Text section start

BoredPositron•1h ago
At least it Germany it's mostly down to marketplace shenanigans. Ofc you can still get your refunds but now you sometimes get wrong articles. Return frauds are normalized and the only thing they seem to check before sending it out again is weight. You can't find brand items anymore because it's flooded with Chinese throwaway brands and Amazon fulfillment is just garbage... well at least the outsourced company in our region.
zeroq•1h ago
side note:

Amazon is a marketplace, and more and more different vendors came to that place selling cheaper, shady things. They seems to have an open door policy. It's somewhat understandable.

But that same strategy got adopted in many different places.

Decathlon on their website offer products from other vendors. It's really shady as they advertise hassle free returns everywhere but that only applies to products sold by them specifically, not to majority of products available in their shop.

Kaufland (if you're in US think Germany's Walmart) has the same thing going on.

wiether•56m ago
The UX on Decathlon's website was never good, but since they opened the marketplace, it's worse than ever.
rkomorn•50m ago
Unfortunately, a "marketplace" is precisely what I don't want from a lot of the commerce sites that include them on top of their "first party" inventory, and they're seemingly becoming ubiquitous.
Boltgolt•11m ago
This is happening everywhere, making a quick buck and completely ruining your reputation. The main Amazon competitor in The Netherlands bol.com has gone down the exact same path
iamwil•1h ago
Despite trying to instill a customer-centric culture, as soon as Bezos let his foot off the gas, his company just isn't as customer obsessed. Or, they changed their definition of customer from the buyer to the seller.

I dramatically lowered my buying from Amazon about 8 years ago, when I noticed that listings had reviews on items that were completely different than what was being listed. Apparently, sellers sell a known good product that gets good reviews, and then swap it out for something else, so that the new product can piggy back off of the good karma. Amazon just didn't shut this down for years. Also, when Fulfillment services by Amazon mixed the the official provider's inventory with 3rd party distributors and reseller inventories. Sometimes, people would get knock-offs. I knew then, Amazon would coast for at least a decade before the decline would be apparent.

I thought I'd buy more Shopify stock as a result. Dunno if I ever did.

zargon•50m ago
> Or, they changed their definition of customer from the buyer to the seller.

s/seller/shareholder/

I almost never buy from Amazon any more. For certain things it is difficult because Amazon has destroyed so much logistics and has such a stranglehold that a lot small/medium sized companies only sell through Amazon now. I ordered some kitchen gadget a few months ago from the company's own website, thinking I was avoiding Amazon, and it was delivered by an Amazon driver.

Text section end
Exercise data section start

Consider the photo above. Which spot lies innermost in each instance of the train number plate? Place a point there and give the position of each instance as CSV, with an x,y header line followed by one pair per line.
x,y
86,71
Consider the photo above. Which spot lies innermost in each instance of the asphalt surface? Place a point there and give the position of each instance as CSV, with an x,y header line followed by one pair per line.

Exercise data section end
Exercise data section start

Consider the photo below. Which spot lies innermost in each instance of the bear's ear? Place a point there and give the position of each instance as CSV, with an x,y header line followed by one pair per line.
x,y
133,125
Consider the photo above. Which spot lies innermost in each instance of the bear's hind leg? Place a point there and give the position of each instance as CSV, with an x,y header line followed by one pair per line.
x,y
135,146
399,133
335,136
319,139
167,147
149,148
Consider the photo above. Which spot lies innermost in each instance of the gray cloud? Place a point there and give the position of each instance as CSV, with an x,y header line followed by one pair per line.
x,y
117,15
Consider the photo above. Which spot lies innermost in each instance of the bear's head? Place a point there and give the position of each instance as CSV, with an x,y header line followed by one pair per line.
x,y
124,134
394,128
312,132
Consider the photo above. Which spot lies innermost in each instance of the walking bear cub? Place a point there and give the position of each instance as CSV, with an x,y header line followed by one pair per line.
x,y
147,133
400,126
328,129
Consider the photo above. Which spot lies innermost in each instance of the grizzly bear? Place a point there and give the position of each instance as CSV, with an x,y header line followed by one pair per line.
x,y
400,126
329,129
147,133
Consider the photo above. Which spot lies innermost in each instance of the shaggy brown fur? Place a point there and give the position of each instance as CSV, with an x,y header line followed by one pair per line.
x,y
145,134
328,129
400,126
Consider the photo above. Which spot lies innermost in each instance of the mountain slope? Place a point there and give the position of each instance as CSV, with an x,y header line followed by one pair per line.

Exercise data section end

Exercise goal ▸
In the comment thread about online marketplaces, which company is named as the main Amazon competitor in the Netherlands?

Written solution ▸
The main Amazon competitor in the Netherlands is bol.com.